**Task instructions:**
The required output is every line from the beginning of the entries below through the line that includes "Paths use the evenodd fill rule.", copied exactly.

**Stored items:**
════════════════

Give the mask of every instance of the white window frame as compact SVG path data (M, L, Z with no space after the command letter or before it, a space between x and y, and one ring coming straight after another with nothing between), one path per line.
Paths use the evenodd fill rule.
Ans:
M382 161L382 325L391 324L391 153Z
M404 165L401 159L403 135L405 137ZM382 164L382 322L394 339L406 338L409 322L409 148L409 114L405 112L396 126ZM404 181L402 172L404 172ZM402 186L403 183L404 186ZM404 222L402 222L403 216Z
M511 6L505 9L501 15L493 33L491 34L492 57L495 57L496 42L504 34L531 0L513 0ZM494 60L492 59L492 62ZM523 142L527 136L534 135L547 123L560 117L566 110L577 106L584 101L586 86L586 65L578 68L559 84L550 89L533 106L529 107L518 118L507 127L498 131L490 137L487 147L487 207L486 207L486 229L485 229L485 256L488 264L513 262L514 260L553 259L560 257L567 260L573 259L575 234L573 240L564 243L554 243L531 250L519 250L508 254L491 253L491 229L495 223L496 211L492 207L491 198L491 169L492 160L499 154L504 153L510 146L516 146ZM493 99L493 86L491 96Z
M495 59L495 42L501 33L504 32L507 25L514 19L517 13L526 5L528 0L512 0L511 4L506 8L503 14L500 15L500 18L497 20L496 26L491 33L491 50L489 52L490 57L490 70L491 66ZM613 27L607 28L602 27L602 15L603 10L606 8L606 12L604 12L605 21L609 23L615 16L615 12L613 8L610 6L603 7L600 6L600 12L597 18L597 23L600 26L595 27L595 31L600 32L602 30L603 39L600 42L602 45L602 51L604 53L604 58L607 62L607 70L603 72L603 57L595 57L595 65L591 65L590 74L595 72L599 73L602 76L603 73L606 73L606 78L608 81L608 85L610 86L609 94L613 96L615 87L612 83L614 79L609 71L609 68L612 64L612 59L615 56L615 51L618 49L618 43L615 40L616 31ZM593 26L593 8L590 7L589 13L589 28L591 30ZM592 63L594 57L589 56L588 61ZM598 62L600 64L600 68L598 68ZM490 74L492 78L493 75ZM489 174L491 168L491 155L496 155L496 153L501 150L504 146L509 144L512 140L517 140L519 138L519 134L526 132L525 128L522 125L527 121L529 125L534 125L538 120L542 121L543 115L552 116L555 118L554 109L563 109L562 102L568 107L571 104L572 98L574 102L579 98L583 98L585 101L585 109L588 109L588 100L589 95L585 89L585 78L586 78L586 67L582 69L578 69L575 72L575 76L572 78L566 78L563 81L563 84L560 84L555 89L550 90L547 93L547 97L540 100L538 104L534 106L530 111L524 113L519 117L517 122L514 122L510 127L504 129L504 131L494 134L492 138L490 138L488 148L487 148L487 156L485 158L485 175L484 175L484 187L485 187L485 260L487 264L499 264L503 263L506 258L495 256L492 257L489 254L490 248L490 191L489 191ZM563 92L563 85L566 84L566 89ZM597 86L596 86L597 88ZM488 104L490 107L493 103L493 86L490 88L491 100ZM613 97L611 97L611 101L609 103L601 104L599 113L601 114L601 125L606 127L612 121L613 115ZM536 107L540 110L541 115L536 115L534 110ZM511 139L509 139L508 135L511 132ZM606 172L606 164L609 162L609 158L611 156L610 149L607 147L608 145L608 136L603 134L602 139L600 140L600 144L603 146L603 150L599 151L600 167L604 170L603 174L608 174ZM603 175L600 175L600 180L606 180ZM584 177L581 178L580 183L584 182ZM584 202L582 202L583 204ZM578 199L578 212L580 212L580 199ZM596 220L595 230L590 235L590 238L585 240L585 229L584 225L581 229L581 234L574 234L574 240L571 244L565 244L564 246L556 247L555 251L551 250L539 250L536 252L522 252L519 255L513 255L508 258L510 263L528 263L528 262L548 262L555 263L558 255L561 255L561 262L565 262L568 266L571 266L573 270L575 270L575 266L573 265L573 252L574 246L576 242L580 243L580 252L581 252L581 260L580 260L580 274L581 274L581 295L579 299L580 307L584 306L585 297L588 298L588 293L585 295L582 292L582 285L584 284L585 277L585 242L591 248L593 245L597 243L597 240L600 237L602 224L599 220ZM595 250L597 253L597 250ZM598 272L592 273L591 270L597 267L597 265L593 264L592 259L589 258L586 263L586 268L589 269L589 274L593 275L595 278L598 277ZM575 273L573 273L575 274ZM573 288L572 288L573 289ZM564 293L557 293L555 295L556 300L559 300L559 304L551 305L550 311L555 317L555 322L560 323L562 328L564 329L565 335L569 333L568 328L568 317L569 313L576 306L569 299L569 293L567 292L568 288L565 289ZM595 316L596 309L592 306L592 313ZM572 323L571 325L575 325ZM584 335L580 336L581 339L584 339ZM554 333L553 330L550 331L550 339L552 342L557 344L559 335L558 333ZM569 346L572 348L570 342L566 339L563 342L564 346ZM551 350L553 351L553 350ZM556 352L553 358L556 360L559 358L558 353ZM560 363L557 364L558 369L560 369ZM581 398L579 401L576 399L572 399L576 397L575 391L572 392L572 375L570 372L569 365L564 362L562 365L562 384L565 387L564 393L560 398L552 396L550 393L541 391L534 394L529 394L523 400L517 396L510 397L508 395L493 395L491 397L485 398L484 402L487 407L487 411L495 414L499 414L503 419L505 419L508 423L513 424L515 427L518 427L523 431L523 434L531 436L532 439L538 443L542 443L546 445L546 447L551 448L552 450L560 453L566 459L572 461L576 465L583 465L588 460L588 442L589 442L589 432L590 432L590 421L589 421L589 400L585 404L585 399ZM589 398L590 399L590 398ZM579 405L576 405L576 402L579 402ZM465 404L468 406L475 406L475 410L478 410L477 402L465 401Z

════════════════

**Finished exercise:**
Give the mask of every instance of the white window frame as compact SVG path data (M, L, Z with no space after the command letter or before it, a space between x and y, and one ring coming straight after another with nothing between), one path per line.
Paths use the evenodd fill rule.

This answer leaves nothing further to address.